*** Opening of SUPPLIED MATERIAL ***
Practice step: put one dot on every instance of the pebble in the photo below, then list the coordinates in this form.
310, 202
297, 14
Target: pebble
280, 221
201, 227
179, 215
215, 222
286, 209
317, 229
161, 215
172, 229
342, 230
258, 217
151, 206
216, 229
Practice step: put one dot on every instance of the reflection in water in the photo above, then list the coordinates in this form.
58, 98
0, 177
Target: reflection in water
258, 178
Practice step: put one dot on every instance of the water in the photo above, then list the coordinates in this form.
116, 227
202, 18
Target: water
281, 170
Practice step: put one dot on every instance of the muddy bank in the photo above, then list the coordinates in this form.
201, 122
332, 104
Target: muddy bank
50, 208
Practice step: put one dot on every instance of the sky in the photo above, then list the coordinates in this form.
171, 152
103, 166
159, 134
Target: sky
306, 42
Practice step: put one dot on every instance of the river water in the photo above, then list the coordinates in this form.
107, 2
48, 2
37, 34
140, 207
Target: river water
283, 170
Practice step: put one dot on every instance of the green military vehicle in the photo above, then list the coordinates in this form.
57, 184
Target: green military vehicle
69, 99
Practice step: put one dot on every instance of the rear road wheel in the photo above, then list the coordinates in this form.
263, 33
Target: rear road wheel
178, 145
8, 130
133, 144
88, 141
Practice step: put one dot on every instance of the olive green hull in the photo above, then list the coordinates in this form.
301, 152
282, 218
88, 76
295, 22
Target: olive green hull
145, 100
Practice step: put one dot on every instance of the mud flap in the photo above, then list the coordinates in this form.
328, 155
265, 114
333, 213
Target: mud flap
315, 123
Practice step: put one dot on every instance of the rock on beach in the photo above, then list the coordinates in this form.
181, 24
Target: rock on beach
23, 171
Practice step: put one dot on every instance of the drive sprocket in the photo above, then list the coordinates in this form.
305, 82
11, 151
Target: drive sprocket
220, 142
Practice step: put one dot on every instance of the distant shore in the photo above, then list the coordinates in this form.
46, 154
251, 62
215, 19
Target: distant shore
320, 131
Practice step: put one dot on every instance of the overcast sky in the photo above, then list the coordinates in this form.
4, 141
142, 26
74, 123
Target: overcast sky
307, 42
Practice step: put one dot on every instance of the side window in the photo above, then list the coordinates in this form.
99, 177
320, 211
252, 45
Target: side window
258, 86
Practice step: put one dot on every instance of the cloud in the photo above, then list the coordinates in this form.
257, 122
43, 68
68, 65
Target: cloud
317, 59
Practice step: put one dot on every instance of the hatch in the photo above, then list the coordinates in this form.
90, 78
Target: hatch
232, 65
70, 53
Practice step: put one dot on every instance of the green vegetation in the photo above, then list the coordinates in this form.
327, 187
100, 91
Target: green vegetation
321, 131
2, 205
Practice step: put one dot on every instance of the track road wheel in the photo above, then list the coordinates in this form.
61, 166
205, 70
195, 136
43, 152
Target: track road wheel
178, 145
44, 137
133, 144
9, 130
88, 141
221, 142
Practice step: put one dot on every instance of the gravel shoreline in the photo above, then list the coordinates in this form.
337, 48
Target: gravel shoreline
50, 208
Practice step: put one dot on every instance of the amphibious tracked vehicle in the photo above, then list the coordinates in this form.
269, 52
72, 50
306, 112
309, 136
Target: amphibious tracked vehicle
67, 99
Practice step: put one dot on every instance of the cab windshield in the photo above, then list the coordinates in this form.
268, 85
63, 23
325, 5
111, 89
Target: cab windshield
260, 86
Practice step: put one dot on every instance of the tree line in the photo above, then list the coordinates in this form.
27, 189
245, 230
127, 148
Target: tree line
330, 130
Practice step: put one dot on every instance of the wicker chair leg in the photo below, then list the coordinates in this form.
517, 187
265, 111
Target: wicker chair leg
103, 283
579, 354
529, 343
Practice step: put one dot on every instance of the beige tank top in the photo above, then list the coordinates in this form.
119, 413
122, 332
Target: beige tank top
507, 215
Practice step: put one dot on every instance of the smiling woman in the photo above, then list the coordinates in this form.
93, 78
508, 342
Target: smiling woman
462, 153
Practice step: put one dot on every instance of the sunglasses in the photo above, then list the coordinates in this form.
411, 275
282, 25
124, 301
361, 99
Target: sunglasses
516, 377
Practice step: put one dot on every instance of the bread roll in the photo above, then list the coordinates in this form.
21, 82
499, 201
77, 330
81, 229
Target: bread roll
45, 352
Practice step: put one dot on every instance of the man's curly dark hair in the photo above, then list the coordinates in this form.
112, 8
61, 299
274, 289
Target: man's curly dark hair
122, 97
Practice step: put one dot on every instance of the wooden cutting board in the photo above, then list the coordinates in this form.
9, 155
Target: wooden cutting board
*** Close of SUPPLIED MATERIAL ***
▸ WHAT THE TASK ASKS:
Extract every line of the records above that contains the word "below".

▸ OUTPUT FOR THIS EXERCISE:
Practice step: put one dot on every instance of the pebble in the photo below, then list the coordinates in this form.
Practice step: put one dot on every instance of the wicker chair leg in the photo below, then list the coordinates in this form.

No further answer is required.